Text shown →

Start of Block

Simulate phenotypes using a linear model. When a prevalence is given, the liability threshold is used to convert liabilities to a binary outcome. The genetic and environmental liabilities are scaled such that the variance of the genetic liability is exactly equal to the requested heritability, and the variance of the total liability is equal to 1.

snp_simuPheno(
  G,
  h2,
  M,
  K = NULL,
  alpha = -1,
  ind.row = rows_along(G),
  ind.possible = cols_along(G),
  prob = NULL,
  effects.dist = c("gaussian", "laplace"),
  ncores = 1
)

Arguments

G

A FBM.code256 (typically <bigSNP>$genotypes).
You shouldn't have missing values. Also, remember to do quality control, e.g. some algorithms in this package won't work if you use SNPs with 0 MAF.

h2

Heritability.

M

Number of causal variants.

K

Prevalence. Default is NULL, giving a continuous trait.

alpha

Assumes that the average contribution (e.g. heritability) of a SNP of frequency \(p\) is proportional to \([2p(1-p)]^{1+\alpha}\). Default is -1.

ind.row

An optional vector of the row indices (individuals) that are used. If not specified, all rows are used.
Don't use negative indices.

ind.possible

Indices of possible causal variants.

prob

Vector of probability weights for sampling causal indices. It can have 0s (discarded) and is automatically scaled to sum to 1. Default is NULL (all indices have the same probability).

effects.dist

Distribution of effects. Either "gaussian" (the default) or "laplace".

ncores

Number of cores used. Default doesn't use parallelism. You may use bigstatsr::nb_cores().

Value

A list with 3 elements:

  • $pheno: vector of phenotypes,

  • $set: indices of causal variants,

  • $effects: effect sizes (of scaled genotypes) corresponding to set.

  • $allelic_effects: effect sizes, but on the allele scale (0|1|2).

End of Block

Can you quote, word for word, the part of the phenotype simulation documentation that opens with the words "Assumes that the" and closes with "rows are used."?

Data supplied →
Start of Block

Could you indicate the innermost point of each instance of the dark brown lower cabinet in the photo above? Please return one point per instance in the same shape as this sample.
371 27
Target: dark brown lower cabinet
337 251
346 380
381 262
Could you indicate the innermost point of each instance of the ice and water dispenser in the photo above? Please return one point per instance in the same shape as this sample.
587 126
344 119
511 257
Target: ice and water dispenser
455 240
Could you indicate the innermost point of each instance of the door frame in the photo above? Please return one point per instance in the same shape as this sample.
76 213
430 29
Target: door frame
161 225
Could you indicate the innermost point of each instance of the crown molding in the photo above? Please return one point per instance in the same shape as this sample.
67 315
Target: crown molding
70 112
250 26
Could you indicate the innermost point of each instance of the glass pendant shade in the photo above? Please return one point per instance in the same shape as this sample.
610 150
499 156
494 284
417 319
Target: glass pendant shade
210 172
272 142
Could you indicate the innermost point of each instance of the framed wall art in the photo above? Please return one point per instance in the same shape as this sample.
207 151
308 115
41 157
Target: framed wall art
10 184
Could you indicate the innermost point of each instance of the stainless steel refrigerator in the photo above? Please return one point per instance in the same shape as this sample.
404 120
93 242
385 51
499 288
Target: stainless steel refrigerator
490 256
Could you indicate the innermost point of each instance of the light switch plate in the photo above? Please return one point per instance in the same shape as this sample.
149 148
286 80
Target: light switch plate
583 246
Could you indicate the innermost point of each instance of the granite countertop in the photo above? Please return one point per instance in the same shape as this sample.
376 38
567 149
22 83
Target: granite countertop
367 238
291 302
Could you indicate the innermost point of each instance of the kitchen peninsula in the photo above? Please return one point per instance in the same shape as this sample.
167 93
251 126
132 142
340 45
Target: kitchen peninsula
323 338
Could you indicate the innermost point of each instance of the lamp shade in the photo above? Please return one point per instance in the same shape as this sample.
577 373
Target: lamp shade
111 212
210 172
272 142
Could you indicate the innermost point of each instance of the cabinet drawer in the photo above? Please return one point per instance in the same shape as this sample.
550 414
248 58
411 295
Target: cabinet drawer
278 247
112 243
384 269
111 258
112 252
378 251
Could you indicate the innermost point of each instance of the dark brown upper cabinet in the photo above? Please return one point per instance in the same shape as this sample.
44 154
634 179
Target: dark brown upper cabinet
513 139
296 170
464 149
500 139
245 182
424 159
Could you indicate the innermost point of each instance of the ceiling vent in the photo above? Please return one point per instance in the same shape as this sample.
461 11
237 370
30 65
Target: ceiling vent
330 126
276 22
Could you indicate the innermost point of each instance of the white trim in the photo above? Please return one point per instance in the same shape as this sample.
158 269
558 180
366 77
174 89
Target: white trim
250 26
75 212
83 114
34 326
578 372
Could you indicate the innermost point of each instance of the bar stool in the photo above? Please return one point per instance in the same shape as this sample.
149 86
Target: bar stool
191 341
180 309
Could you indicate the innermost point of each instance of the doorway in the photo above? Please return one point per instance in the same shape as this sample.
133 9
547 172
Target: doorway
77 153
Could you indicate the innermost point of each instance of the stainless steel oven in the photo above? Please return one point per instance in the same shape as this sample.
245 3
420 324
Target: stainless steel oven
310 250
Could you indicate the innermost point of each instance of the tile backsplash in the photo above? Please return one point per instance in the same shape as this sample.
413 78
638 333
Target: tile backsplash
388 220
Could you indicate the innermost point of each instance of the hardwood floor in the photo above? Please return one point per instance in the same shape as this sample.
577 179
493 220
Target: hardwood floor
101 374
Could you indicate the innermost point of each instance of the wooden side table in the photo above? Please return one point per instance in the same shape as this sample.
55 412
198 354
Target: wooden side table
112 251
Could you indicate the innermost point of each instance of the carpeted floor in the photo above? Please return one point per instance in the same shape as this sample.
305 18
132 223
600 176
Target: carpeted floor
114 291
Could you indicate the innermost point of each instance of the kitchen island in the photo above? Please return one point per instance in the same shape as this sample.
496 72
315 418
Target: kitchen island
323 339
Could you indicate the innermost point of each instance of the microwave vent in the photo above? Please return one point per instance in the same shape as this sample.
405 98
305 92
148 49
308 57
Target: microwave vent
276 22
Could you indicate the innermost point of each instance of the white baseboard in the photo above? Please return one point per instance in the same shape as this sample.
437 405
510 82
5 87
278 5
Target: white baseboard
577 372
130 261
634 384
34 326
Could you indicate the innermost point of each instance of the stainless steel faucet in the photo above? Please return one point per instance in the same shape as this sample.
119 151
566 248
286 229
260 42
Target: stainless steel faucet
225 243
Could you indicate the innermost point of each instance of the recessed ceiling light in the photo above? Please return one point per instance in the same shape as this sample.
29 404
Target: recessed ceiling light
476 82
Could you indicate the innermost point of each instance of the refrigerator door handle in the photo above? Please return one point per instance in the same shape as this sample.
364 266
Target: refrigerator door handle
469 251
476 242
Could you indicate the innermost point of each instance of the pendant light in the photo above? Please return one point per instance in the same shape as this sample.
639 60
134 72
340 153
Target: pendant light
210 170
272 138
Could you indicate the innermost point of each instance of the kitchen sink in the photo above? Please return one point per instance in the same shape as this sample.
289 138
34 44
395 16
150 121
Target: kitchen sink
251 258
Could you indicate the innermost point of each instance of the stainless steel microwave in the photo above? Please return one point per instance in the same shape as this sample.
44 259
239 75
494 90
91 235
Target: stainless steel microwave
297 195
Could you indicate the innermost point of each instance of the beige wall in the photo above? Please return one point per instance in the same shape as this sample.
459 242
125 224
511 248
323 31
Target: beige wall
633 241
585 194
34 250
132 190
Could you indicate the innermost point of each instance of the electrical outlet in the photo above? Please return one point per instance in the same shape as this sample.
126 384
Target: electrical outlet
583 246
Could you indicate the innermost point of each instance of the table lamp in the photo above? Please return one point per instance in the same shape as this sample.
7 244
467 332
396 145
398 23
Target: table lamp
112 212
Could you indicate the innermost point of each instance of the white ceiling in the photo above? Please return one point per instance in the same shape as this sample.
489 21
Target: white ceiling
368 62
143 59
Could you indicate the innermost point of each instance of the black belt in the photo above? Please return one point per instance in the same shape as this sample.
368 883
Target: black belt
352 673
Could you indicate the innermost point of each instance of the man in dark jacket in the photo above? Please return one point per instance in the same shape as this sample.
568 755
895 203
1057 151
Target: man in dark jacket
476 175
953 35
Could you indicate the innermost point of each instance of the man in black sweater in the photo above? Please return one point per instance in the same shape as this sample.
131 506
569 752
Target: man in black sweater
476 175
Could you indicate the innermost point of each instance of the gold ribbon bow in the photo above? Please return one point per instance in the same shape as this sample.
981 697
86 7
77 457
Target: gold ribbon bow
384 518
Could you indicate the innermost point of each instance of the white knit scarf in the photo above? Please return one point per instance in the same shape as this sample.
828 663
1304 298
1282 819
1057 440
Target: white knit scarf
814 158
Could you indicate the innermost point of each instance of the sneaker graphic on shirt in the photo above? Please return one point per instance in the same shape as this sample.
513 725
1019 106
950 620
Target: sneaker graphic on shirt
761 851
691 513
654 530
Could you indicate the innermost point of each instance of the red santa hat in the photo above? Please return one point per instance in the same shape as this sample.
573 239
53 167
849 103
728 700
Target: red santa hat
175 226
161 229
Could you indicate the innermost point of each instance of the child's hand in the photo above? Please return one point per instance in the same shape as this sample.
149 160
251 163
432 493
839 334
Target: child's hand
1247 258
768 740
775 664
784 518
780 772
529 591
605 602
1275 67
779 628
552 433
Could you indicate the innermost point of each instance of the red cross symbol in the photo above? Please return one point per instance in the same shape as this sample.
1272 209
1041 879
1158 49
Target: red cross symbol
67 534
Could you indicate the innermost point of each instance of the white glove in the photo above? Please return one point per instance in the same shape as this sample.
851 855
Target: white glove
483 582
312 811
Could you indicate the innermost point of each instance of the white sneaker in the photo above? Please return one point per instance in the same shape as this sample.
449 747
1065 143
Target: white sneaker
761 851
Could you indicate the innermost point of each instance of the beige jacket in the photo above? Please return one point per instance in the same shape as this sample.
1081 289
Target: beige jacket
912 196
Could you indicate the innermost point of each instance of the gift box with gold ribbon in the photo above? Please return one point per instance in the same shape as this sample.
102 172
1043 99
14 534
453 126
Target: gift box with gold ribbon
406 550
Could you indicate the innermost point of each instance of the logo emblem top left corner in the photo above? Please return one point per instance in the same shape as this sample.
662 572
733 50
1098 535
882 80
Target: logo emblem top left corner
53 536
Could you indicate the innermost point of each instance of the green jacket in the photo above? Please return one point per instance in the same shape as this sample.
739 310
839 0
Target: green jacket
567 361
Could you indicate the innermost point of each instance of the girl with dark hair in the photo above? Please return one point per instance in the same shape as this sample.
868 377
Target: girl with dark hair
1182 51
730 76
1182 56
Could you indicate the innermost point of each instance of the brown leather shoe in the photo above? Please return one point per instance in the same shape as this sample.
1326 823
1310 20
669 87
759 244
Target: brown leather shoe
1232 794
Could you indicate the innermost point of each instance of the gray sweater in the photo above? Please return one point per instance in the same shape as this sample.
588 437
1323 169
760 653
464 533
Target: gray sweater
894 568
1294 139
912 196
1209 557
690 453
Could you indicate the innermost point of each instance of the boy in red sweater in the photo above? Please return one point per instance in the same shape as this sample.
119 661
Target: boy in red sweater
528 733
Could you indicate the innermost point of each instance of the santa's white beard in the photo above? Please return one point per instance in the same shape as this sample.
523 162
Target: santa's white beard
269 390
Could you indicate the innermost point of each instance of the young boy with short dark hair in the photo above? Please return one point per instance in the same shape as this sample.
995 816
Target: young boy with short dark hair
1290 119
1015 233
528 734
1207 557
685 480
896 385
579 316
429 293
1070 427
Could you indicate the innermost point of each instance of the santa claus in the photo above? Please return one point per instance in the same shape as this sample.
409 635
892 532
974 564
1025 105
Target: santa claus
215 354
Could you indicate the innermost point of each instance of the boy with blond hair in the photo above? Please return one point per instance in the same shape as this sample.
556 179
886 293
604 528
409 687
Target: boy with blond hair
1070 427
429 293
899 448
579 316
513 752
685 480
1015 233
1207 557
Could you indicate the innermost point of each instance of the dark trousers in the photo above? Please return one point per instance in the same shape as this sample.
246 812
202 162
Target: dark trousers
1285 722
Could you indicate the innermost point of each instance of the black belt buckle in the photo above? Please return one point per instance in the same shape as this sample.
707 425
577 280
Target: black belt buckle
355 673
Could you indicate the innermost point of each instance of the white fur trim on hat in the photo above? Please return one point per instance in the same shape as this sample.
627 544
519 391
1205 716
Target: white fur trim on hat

End of Block

Reply to the exercise →
Assumes that the average contribution (e.g. heritability) of a SNP of frequency \(p\) is proportional to \([2p(1-p)]^{1+\alpha}\). Default is -1.

ind.row

An optional vector of the row indices (individuals) that are used. If not specified, all rows are used.